→ Selection:
···

Clearly, it takes advantage of the spawning behavior of male catfish, who won’t abandon their eggs without a fight. But keep in mind that disturbing, or worse yet taking, those males can lead to the death of that clutch, decimating reproduction.
As the Missouri Department of Conservation explains, “Catfish are very vulnerable during the nesting season (June and July) because they lay their eggs in natural cavities and then do not leave the nest. If they’re taken away, their eggs quickly die. Catfish on the nest are not vulnerable to being caught by traditional sport-angling methods.”
And that’s the crux of the issue: traditional fishing methods simply won’t catch those egg-guarding males and therefore don’t harm catfish reproduction. By contrast, noodling is a direct threat to the next generation of catfish.
Now, in some places, that’s probably not an issue. In much of the south, conditions are just ideal for catfish, and the next generation of channels, flatheads, and blues is all but guaranteed.

···

→ Extracted records:
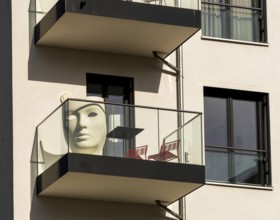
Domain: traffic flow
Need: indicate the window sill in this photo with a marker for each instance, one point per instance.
(234, 41)
(268, 188)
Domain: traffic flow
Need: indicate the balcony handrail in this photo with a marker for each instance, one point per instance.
(118, 104)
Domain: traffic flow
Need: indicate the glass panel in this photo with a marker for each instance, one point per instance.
(191, 4)
(216, 125)
(244, 25)
(192, 139)
(217, 165)
(89, 127)
(211, 21)
(245, 129)
(231, 22)
(249, 168)
(115, 145)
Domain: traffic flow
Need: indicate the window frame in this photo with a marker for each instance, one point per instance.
(263, 18)
(263, 145)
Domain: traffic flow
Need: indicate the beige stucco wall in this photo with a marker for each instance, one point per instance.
(42, 74)
(243, 67)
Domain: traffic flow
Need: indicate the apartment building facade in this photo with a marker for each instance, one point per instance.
(202, 73)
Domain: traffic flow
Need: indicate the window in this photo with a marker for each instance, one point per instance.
(117, 90)
(236, 137)
(242, 20)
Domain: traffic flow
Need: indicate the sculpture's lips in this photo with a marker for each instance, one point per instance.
(82, 136)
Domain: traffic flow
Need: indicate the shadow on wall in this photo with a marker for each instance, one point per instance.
(46, 208)
(67, 66)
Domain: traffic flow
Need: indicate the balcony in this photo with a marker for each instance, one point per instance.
(136, 27)
(101, 151)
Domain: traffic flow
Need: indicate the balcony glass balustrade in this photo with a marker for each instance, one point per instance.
(113, 130)
(42, 7)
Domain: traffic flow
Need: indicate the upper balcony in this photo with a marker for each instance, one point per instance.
(102, 151)
(131, 27)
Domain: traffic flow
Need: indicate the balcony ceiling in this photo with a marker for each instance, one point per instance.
(118, 179)
(117, 27)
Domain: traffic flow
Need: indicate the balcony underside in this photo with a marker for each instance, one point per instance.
(119, 179)
(120, 27)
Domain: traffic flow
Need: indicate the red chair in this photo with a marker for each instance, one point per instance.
(136, 152)
(165, 154)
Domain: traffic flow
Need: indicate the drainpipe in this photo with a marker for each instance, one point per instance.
(180, 106)
(178, 73)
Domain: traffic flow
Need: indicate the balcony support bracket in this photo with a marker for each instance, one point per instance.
(159, 204)
(177, 71)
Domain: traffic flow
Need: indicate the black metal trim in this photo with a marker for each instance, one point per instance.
(231, 6)
(159, 204)
(122, 10)
(263, 126)
(125, 167)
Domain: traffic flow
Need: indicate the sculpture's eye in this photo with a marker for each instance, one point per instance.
(72, 117)
(92, 114)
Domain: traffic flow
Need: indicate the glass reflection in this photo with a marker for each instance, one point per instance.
(216, 121)
(245, 124)
(217, 165)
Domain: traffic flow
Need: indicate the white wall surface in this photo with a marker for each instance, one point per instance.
(244, 67)
(42, 74)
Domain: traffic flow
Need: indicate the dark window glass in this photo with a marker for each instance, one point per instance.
(236, 137)
(234, 19)
(245, 124)
(117, 90)
(216, 121)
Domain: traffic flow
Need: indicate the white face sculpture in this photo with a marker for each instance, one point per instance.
(87, 127)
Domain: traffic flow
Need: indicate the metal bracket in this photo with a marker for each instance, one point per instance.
(168, 210)
(177, 71)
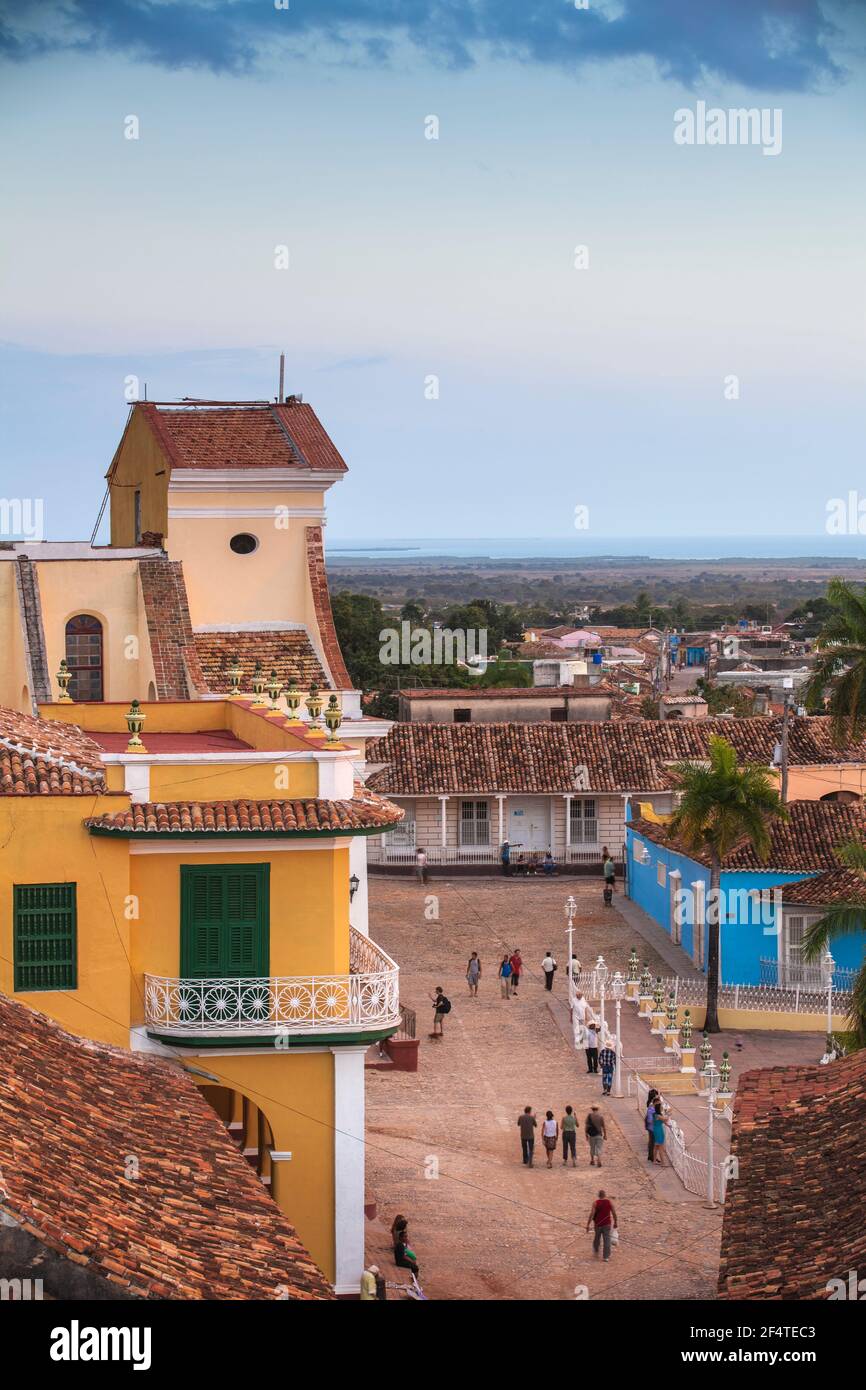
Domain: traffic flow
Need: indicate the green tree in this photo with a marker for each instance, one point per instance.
(840, 669)
(845, 919)
(723, 805)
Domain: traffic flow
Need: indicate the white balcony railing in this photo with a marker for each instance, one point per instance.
(366, 1000)
(381, 849)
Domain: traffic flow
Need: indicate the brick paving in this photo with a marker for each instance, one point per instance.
(485, 1226)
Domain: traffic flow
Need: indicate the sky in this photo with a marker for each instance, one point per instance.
(697, 369)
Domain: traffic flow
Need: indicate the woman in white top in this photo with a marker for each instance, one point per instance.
(549, 1136)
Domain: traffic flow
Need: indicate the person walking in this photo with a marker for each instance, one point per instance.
(606, 1059)
(549, 1136)
(649, 1125)
(591, 1047)
(608, 869)
(659, 1125)
(569, 1133)
(473, 975)
(597, 1133)
(505, 977)
(516, 962)
(421, 865)
(602, 1215)
(441, 1007)
(548, 965)
(527, 1125)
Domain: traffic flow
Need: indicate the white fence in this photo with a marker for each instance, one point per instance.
(690, 1169)
(794, 1000)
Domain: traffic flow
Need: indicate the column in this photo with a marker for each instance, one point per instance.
(348, 1168)
(444, 823)
(501, 799)
(674, 880)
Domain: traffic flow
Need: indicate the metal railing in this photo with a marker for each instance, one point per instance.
(758, 997)
(790, 975)
(690, 1169)
(252, 1007)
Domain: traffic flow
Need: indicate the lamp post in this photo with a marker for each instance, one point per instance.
(570, 916)
(711, 1075)
(601, 975)
(829, 966)
(617, 988)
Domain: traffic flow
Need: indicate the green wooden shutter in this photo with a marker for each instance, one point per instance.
(243, 922)
(200, 923)
(224, 920)
(45, 938)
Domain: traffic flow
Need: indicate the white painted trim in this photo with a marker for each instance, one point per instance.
(186, 844)
(253, 755)
(275, 624)
(252, 480)
(349, 1166)
(266, 513)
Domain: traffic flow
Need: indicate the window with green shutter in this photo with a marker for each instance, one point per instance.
(43, 937)
(224, 920)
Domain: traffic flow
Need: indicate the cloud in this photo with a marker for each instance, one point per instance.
(763, 45)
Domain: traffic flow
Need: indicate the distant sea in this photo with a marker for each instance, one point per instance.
(634, 546)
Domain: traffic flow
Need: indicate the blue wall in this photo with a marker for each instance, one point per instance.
(748, 931)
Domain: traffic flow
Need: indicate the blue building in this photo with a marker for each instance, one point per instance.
(762, 916)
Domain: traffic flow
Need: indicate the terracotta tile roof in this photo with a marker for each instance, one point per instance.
(824, 888)
(175, 659)
(263, 818)
(289, 652)
(195, 1223)
(46, 758)
(804, 844)
(635, 755)
(794, 1216)
(243, 435)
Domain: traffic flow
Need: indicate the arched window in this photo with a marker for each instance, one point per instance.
(85, 658)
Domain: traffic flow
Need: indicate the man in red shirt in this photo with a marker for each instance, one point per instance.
(603, 1218)
(516, 963)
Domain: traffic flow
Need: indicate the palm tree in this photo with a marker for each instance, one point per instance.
(722, 806)
(845, 919)
(841, 662)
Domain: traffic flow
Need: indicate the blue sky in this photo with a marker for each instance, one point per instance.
(452, 257)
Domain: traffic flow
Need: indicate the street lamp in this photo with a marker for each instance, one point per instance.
(827, 968)
(617, 988)
(711, 1076)
(570, 916)
(601, 975)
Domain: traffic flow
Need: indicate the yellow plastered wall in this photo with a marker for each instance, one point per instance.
(744, 1020)
(139, 464)
(309, 911)
(106, 590)
(813, 783)
(295, 1090)
(45, 841)
(225, 588)
(14, 683)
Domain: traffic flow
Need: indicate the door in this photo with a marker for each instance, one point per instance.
(224, 920)
(530, 823)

···

→ The problem: Resume the passage on noodling and catfish spawning, picking up right after its final sentence. The data comes from a separate source unrelated to the text.

→ Result of this task:
Noodling isn’t rocket science.
Look for a muddy, murky shallow where catfish are known to make their home. The water shouldn’t be deeper than your stomach or so, as you’ll need to be able to fight a big, struggling catfish without drowning!
Skip a shirt to avoid snags.
More on that in a minute.
This process needs to be done with friends, and a good stick is all but essential. You and your fishing buddies need to use your hands, feet, and the stick to locate a potential nesting cavity.
When you’ve located one, the tricky part is figuring out whether a catfish has claimed it or if a beaver, snapping turtle, or alligator is calling it home.
Getting this wrong is really bad.
Once you’re sure that a catfish is there, the noodler needs to reach into the nest, enticing the catfish to bite their hand. Grab hold of the catfish when it clamps down, pull it from the nest, and don’t let go!
Make no mistake about it; people can and do die while noodling.
The most likely danger is drowning. If the water is too deep, and if you don’t have a friend right there to help you out, a big catfish can keep you down far longer than you can hold your breath.
That’s why it’s critical to select shallow water and always noodle with a buddy or two.
Even then, noodlers have drowned when dams opened up, spilling tons of water into what was a shallow creek.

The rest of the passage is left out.